Collect each line of the listing below that contains the string "screen", copying every such line verbatim.

The records >>
━━━━━━━━━━━━━━━━

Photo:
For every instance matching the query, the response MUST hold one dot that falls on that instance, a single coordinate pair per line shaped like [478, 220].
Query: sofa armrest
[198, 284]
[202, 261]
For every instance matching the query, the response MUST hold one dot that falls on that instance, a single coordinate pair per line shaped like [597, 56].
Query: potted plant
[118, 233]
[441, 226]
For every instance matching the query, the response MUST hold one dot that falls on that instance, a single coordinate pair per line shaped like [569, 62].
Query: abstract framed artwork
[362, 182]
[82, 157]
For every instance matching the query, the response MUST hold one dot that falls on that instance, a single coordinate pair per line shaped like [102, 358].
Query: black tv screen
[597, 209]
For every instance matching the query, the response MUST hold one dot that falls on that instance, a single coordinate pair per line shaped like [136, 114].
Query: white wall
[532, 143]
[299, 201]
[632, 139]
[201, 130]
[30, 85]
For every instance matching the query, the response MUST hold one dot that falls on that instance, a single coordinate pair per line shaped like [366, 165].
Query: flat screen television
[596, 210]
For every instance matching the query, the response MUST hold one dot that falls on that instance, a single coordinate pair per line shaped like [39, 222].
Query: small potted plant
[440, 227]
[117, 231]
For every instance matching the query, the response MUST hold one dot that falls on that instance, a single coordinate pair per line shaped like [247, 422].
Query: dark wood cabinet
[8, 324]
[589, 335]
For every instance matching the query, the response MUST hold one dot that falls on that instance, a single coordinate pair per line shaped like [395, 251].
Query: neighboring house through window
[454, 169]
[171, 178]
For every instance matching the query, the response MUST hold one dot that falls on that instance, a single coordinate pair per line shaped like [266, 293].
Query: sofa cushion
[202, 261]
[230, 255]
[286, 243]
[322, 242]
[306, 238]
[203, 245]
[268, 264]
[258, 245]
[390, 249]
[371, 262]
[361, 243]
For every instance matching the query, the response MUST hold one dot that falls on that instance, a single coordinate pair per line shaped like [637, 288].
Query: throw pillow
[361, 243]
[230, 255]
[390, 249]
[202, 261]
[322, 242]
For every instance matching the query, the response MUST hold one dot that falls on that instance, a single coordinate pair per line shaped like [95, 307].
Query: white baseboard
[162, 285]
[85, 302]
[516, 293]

━━━━━━━━━━━━━━━━

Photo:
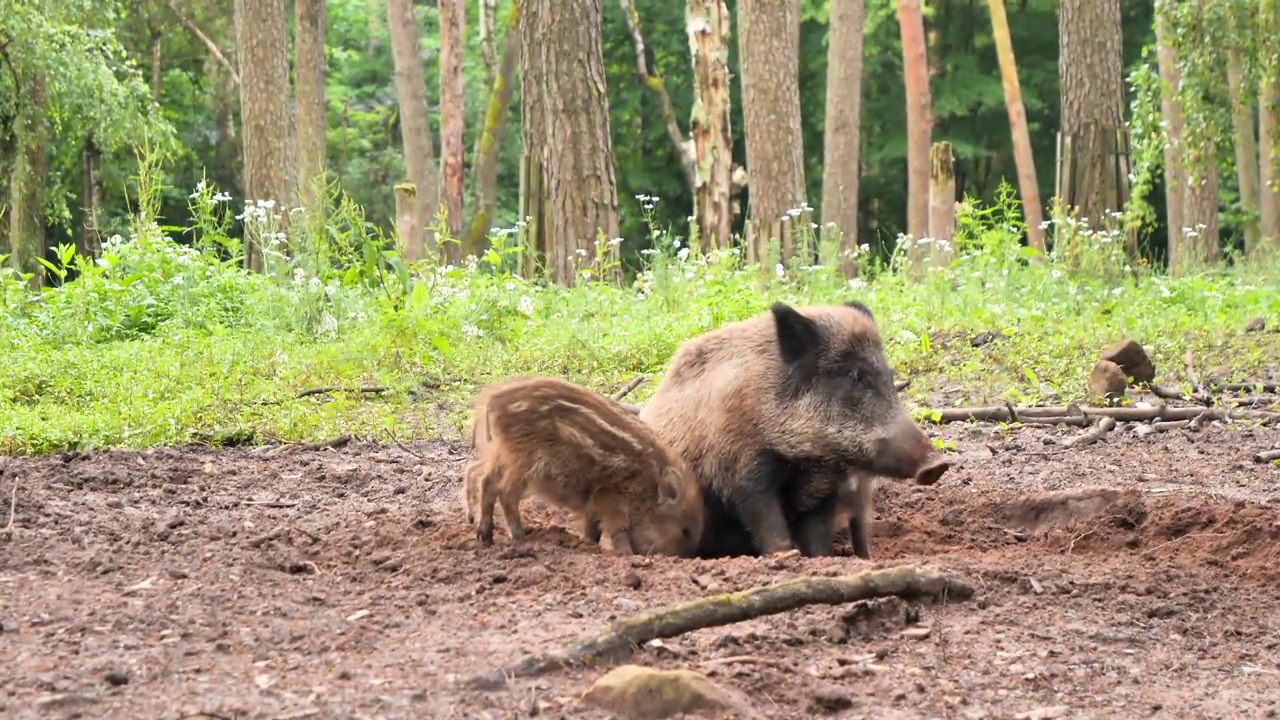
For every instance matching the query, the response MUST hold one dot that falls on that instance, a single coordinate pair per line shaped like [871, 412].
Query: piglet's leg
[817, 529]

━━━━━━━━━━━━━━━━

Result of the task >>
Query: black tv screen
Query: flat screen television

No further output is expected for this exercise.